:: Текст страницы ::
**********

Наконец мы могли отправиться в канцелярию. Ривьер шел очень твердо. Можно было подумать, что гнев придает ему силы.

– Не держите меня, – сказал он сторожам, – я не буду буянить!

Ривьера усадили на табурет, и господин Дейблер занялся его туалетом, но шум в соседней комнате, куда привели Фрея, заставил его повернуть голову. До этих пор он думал, что только один будет казнен. Узнав сообщника, он, видимо, обрадовался.

– А, не худо, что эту свинью поведут на убой! – воскликнул он. – Подлая свинья! Негодяй Неудачник!

Тогда через двери между двумя осужденными на смерть начался возмутительный диалог.

– Гм! Гм! – говорил Фрей хриплым голосом. – Вот так история!

– Да, – отвечал Ривьер, – это ты меня подвел. Я не убийца, это ты, свинья, стал причиной моего несчастья.

– Молчи! – возражал Фрей. – Ты был не добрее меня к вдове!

Эта отвратительная перебранка продолжалась несколько минут, пока Дейблер занимался туалетом Фрея.

– Зачем вы меня томите, ведь я готов!.. – говорил Ривьер.

Потом он снова возвращался к своей idee fixe.

– Нет, людское правосудие несправедливо… старик Греви нелогичен в своих поступках.

Туалет Фрея был окончен. Тогда к Фрею подошел аббат Фор, и я услышал, как осужденный резко сказал ему:

– Оставьте меня в покое, господин аббат, я дойду и один.

**********

:: Исходные данные ::
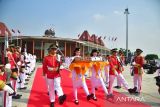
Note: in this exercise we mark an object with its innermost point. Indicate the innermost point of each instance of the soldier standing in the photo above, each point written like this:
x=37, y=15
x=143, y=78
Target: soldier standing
x=51, y=67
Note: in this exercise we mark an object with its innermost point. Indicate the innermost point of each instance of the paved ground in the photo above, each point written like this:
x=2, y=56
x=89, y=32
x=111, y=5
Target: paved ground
x=149, y=90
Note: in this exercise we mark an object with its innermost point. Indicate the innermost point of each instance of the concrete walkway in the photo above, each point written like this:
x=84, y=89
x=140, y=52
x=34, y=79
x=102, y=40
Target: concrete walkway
x=149, y=94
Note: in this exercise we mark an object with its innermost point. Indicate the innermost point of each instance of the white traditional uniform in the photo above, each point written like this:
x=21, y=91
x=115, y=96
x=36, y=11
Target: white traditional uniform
x=78, y=81
x=97, y=81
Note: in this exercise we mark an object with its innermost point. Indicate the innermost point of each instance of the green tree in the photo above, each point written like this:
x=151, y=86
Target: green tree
x=151, y=56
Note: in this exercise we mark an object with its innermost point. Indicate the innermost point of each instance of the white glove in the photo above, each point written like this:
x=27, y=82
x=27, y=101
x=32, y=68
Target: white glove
x=50, y=68
x=8, y=89
x=8, y=66
x=133, y=63
x=116, y=73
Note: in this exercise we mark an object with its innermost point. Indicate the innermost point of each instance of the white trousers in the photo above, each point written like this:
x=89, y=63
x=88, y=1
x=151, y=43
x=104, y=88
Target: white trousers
x=14, y=84
x=6, y=99
x=54, y=84
x=97, y=81
x=107, y=74
x=137, y=82
x=22, y=78
x=121, y=79
x=77, y=83
x=46, y=80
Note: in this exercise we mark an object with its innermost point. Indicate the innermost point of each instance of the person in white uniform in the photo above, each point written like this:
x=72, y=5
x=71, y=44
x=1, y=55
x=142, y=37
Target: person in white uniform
x=78, y=79
x=96, y=78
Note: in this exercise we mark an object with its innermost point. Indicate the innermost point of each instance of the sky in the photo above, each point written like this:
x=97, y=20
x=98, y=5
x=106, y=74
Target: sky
x=101, y=17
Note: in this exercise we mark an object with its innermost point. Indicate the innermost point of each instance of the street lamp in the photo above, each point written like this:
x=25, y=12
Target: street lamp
x=126, y=12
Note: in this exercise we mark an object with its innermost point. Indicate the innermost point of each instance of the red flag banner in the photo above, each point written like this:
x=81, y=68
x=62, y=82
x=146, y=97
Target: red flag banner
x=18, y=31
x=115, y=39
x=13, y=31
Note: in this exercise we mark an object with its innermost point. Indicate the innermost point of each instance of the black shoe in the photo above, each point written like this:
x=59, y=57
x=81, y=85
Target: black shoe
x=131, y=91
x=93, y=97
x=26, y=79
x=25, y=83
x=76, y=102
x=19, y=95
x=16, y=97
x=52, y=104
x=55, y=92
x=62, y=99
x=89, y=97
x=110, y=96
x=134, y=89
x=118, y=87
x=24, y=88
x=137, y=93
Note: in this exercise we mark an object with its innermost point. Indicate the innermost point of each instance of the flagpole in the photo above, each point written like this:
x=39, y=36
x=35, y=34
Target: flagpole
x=17, y=38
x=126, y=12
x=6, y=45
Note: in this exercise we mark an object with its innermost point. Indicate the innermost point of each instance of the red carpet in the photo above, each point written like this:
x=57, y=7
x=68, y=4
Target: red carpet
x=39, y=98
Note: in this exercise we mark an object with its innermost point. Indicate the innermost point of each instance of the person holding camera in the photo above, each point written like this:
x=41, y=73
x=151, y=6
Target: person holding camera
x=51, y=67
x=138, y=71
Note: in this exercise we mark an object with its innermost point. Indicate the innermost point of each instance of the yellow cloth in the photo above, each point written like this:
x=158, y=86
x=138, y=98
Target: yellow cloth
x=140, y=71
x=2, y=84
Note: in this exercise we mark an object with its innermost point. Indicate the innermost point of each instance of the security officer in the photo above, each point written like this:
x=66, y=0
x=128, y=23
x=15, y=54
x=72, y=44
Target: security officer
x=138, y=71
x=51, y=68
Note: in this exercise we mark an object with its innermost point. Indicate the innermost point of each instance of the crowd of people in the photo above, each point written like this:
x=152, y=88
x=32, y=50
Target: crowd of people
x=19, y=65
x=90, y=67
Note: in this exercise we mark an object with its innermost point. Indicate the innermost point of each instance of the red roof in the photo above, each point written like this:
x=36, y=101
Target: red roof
x=95, y=39
x=85, y=36
x=4, y=28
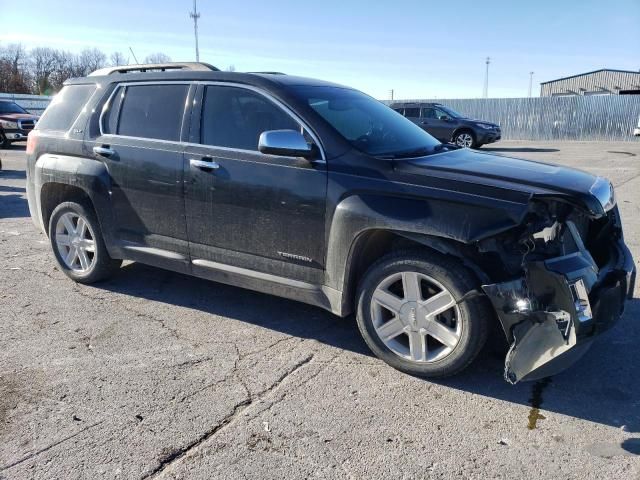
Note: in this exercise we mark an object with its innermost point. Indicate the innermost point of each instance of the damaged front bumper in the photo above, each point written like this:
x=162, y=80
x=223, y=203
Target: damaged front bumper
x=552, y=314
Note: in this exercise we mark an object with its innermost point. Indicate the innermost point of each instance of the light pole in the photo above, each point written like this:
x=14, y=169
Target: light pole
x=195, y=15
x=485, y=92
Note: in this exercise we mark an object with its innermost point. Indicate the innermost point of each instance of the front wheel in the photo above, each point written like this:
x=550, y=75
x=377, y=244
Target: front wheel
x=465, y=139
x=412, y=314
x=76, y=239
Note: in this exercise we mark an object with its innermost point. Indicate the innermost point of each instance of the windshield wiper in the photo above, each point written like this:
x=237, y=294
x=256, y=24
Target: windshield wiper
x=418, y=152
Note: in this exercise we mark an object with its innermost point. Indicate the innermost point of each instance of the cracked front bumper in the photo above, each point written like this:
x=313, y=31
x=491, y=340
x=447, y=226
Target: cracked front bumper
x=552, y=314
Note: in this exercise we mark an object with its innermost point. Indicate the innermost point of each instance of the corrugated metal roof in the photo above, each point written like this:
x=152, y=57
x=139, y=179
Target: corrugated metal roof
x=589, y=73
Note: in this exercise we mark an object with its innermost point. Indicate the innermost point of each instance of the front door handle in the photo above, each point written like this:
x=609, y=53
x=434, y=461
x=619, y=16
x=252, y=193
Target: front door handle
x=104, y=151
x=204, y=164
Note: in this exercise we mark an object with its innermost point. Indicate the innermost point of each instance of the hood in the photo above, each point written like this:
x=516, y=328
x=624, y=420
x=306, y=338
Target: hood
x=18, y=116
x=527, y=176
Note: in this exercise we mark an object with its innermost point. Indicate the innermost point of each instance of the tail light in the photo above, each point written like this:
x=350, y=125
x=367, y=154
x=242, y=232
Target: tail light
x=31, y=142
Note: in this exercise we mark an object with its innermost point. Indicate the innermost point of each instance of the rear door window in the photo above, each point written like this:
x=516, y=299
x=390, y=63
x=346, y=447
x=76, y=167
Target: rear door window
x=149, y=111
x=65, y=107
x=412, y=112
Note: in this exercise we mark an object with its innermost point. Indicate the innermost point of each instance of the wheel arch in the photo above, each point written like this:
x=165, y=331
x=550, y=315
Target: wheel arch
x=61, y=178
x=373, y=244
x=365, y=227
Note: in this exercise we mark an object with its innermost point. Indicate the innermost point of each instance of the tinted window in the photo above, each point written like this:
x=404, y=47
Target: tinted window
x=429, y=112
x=65, y=107
x=235, y=117
x=153, y=111
x=366, y=123
x=110, y=124
x=10, y=107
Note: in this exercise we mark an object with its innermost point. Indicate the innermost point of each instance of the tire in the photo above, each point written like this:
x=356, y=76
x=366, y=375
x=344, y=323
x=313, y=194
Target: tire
x=90, y=262
x=465, y=138
x=467, y=320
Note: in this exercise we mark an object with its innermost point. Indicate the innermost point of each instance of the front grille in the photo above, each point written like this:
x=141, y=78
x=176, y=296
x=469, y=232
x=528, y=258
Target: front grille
x=26, y=124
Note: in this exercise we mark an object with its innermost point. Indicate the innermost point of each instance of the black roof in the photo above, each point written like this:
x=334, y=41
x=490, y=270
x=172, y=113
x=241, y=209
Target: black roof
x=589, y=73
x=258, y=79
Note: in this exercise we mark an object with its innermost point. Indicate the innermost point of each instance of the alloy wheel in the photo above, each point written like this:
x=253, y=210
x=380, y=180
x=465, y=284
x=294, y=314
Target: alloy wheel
x=75, y=241
x=416, y=317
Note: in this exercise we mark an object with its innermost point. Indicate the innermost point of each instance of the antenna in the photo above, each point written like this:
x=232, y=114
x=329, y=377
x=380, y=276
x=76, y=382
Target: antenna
x=134, y=55
x=195, y=15
x=485, y=92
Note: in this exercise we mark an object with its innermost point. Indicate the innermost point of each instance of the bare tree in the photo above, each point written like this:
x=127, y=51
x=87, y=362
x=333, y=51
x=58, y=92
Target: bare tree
x=89, y=60
x=43, y=63
x=117, y=59
x=158, y=57
x=14, y=76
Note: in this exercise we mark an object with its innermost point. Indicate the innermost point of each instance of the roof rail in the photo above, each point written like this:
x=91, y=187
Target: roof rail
x=156, y=67
x=268, y=73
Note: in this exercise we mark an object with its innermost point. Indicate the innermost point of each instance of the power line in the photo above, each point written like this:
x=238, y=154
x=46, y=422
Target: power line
x=195, y=15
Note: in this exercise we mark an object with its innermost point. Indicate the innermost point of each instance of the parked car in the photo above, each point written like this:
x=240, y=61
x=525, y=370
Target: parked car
x=15, y=123
x=447, y=125
x=319, y=193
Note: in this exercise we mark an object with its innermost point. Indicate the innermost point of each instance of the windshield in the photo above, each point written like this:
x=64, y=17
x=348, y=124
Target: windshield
x=452, y=113
x=10, y=107
x=367, y=124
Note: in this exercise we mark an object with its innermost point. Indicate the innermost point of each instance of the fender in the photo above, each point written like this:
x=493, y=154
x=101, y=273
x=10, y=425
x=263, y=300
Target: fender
x=412, y=218
x=89, y=175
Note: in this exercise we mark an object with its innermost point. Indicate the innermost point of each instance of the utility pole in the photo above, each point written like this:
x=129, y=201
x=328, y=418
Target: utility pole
x=195, y=15
x=485, y=92
x=134, y=56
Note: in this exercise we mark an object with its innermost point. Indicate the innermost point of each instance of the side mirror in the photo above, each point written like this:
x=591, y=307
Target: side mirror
x=286, y=143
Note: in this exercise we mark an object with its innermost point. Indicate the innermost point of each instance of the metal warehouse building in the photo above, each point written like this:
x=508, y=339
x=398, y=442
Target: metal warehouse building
x=599, y=82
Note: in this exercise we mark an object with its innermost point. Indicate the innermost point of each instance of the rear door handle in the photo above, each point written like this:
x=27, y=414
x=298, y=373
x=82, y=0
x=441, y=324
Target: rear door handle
x=103, y=151
x=204, y=164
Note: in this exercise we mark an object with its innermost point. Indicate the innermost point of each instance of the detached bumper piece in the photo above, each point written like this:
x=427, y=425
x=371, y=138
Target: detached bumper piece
x=552, y=314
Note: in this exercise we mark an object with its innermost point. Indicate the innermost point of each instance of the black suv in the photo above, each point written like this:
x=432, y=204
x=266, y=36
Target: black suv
x=319, y=193
x=448, y=125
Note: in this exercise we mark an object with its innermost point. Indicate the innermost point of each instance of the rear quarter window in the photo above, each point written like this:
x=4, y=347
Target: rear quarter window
x=65, y=107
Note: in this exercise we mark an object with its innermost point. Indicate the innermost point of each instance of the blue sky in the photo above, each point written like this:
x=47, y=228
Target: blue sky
x=422, y=48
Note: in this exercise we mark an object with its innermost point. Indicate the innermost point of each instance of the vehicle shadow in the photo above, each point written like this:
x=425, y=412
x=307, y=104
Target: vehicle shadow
x=520, y=149
x=602, y=387
x=13, y=205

**********

:: Задания ::
A. Ответьте на вопросы по тексту страницы:
(i) Чьим туалетом господин Дейблер занялся первым?
(ii) Сколько времени продолжалась перебранка между осужденными?
(iii) Что осужденный резко сказал аббату Фору?
B. Перепишите из текста страницы слово в слово фрагмент от слов «Эта отвратительная перебранка» до слов «своей idee fixe.».
Записи представляют собой отдельный материал и с текстом страницы не связаны.

:: Ответы ::
A.
(i) Туалетом Ривьера.
(ii) Несколько минут.
(iii) «Оставьте меня в покое, господин аббат, я дойду и один».

B.
Эта отвратительная перебранка продолжалась несколько минут, пока Дейблер занимался туалетом Фрея.

– Зачем вы меня томите, ведь я готов!.. – говорил Ривьер.

Потом он снова возвращался к своей idee fixe.